Referring expression grounding data:
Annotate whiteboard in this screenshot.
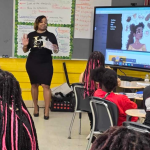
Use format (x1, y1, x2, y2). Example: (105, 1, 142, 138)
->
(74, 0, 112, 39)
(14, 0, 75, 59)
(17, 25, 70, 57)
(18, 0, 72, 24)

• To do:
Transcribe all records verbatim and omit each image.

• Answer section:
Annotate whiteboard in this screenshot.
Use format (x1, y1, x2, y2). Example: (105, 1, 142, 138)
->
(74, 0, 112, 39)
(14, 0, 75, 59)
(17, 25, 70, 57)
(18, 0, 72, 24)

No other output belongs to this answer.